INSTRUCTIONS FOR THE TASK: Which lines of the data below contain the string "logo"? Sift them out and copy each one in full. Uppercase and lowercase count as different letters.

RECORD EXCERPTS:
+ + + + + + +

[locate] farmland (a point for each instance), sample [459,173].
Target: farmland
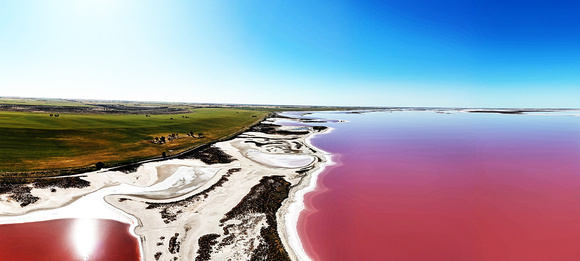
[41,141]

+ + + + + + +

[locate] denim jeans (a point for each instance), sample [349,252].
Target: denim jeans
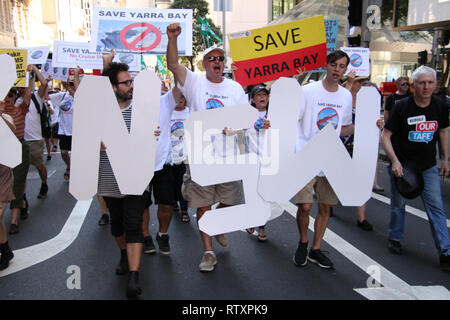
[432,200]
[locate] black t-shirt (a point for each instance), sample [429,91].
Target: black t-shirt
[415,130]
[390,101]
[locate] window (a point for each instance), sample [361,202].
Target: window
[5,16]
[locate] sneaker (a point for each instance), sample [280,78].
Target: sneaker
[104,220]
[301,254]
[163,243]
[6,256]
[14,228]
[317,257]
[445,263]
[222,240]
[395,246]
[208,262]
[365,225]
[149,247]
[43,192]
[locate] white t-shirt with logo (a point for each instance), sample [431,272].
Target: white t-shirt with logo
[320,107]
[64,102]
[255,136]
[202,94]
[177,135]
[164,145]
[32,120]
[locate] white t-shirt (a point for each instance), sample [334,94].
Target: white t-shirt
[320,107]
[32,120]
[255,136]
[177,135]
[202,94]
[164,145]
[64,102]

+ + + + + + +

RESPONSE FOR THIS EXERCISE:
[locate] white t-shirt with logo (a point for each instance), sample [431,272].
Target: white t-shirt with logo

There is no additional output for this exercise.